GIVEN DATA start
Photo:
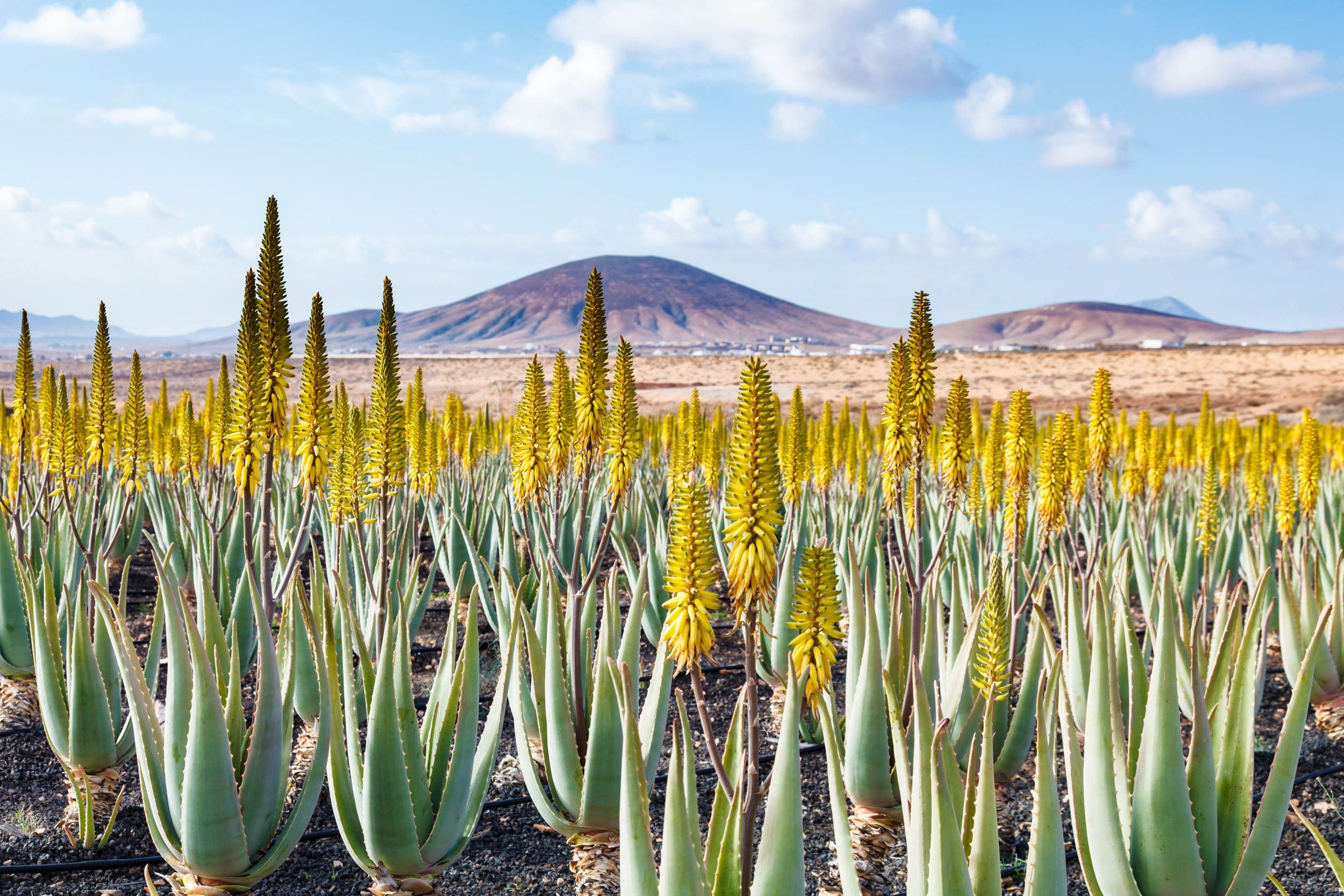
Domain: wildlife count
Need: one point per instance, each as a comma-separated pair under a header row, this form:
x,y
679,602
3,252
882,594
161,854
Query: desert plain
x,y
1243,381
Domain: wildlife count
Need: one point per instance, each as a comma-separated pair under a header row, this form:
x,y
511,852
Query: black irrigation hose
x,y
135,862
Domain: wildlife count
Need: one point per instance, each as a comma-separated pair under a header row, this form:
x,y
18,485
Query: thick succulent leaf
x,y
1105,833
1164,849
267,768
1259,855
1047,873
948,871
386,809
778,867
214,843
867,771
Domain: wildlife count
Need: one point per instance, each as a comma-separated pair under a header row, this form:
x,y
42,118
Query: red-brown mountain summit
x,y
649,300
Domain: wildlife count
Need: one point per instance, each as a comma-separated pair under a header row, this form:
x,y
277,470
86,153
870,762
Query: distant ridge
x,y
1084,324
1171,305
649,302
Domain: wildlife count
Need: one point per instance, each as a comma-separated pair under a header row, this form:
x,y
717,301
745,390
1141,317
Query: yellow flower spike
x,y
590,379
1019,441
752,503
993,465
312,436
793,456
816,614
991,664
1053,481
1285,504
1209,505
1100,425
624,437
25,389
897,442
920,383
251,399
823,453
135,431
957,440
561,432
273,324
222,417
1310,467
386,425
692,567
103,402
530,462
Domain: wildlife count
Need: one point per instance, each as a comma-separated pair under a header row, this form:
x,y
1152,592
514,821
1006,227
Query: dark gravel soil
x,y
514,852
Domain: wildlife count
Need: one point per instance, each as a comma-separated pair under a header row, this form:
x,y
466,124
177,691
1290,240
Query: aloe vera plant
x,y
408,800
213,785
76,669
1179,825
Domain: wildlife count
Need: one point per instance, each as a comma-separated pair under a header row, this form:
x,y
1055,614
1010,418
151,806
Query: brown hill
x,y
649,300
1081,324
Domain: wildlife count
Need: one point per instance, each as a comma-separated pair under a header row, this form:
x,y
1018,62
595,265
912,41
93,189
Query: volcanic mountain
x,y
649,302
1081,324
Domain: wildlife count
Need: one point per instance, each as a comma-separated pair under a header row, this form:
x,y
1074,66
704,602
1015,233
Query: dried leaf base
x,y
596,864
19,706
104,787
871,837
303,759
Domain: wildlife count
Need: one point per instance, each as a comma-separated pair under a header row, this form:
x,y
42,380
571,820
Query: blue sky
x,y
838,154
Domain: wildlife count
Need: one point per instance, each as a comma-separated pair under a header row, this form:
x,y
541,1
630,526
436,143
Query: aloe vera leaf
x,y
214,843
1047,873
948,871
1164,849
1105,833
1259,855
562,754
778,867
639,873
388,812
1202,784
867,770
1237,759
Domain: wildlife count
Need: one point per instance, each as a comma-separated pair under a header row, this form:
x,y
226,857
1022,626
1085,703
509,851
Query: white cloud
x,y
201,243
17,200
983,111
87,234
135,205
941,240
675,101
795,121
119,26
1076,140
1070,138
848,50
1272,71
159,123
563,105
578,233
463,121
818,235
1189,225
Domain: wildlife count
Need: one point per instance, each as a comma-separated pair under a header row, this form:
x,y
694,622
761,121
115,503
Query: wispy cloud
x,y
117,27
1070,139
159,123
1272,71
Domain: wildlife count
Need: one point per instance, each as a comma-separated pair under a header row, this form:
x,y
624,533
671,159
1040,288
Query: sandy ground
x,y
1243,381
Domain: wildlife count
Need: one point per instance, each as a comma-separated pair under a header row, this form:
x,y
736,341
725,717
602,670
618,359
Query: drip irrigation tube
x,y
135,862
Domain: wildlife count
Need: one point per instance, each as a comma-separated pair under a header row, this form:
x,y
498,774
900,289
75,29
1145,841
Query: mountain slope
GIVEN DATA end
## TASK INSTRUCTIONS
Pull out each line of the material that contains the word "cloud", and list them unchanged.

## FINAL RESULT
Query: white cloud
Query: wispy cloud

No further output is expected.